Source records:
....

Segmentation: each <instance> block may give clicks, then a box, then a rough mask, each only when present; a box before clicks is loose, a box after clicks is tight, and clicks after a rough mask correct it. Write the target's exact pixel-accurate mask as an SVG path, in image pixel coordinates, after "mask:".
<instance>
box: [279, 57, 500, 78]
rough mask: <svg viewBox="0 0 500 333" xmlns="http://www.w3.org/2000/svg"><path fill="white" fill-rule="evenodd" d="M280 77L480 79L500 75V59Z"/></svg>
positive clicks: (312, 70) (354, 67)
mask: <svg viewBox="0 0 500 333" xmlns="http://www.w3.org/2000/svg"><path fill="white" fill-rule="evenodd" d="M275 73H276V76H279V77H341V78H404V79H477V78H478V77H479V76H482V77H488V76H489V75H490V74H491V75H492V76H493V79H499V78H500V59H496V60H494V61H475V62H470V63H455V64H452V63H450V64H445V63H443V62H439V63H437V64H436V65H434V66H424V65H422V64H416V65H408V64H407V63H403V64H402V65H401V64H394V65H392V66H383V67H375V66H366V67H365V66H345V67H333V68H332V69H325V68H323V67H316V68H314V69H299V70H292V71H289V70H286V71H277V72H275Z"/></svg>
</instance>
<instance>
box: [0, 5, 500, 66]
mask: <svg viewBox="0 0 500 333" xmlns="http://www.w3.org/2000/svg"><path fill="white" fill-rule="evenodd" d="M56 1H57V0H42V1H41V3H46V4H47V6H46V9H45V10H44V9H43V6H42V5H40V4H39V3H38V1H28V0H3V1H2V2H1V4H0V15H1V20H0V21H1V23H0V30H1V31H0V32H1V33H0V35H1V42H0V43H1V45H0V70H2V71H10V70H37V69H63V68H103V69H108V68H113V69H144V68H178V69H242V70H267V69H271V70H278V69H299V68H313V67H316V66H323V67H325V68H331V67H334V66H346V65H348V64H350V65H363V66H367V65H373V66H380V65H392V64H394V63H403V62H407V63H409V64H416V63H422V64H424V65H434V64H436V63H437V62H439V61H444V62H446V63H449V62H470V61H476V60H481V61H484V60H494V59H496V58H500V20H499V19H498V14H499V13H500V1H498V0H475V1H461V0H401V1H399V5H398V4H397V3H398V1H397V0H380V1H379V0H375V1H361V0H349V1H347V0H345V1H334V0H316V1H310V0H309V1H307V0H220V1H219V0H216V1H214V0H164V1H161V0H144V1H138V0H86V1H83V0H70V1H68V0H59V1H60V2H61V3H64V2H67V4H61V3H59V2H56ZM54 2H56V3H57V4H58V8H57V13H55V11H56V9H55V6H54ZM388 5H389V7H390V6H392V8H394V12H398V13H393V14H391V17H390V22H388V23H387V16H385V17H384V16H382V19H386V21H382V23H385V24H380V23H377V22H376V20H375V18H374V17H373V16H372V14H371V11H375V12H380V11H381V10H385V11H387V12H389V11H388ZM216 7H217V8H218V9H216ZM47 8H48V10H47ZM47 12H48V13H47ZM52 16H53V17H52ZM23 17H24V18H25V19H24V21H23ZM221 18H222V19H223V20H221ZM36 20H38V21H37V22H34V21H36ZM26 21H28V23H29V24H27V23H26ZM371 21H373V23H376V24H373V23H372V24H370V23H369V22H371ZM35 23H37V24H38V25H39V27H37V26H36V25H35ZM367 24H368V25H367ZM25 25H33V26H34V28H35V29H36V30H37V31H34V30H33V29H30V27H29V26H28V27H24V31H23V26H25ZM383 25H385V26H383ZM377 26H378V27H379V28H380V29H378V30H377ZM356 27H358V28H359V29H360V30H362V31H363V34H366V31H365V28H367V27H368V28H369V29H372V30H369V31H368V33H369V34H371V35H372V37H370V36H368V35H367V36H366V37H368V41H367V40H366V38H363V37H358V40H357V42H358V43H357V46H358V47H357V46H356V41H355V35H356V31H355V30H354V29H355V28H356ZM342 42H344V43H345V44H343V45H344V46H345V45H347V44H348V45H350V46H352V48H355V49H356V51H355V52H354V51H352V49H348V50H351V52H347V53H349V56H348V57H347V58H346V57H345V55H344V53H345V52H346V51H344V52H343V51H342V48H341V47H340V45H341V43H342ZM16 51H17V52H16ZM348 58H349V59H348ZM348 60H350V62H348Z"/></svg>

....

Goal of the exercise: Please update the data from the start up to and including the line with "positive clicks: (312, 70) (354, 67)", replacing "rough mask" with "coarse mask" and leaving everything else unchanged.

Response below:
Segmentation: each <instance> block may give clicks, then a box, then a coarse mask, each only when present; a box before clicks is loose, a box after clicks is tight, and clicks after a coarse mask correct it. Write the target's exact pixel-accurate mask as an SVG path, in image pixel coordinates, after "mask:".
<instance>
box: [279, 57, 500, 78]
coarse mask: <svg viewBox="0 0 500 333" xmlns="http://www.w3.org/2000/svg"><path fill="white" fill-rule="evenodd" d="M280 77L480 79L500 75V59Z"/></svg>
positive clicks: (312, 70) (354, 67)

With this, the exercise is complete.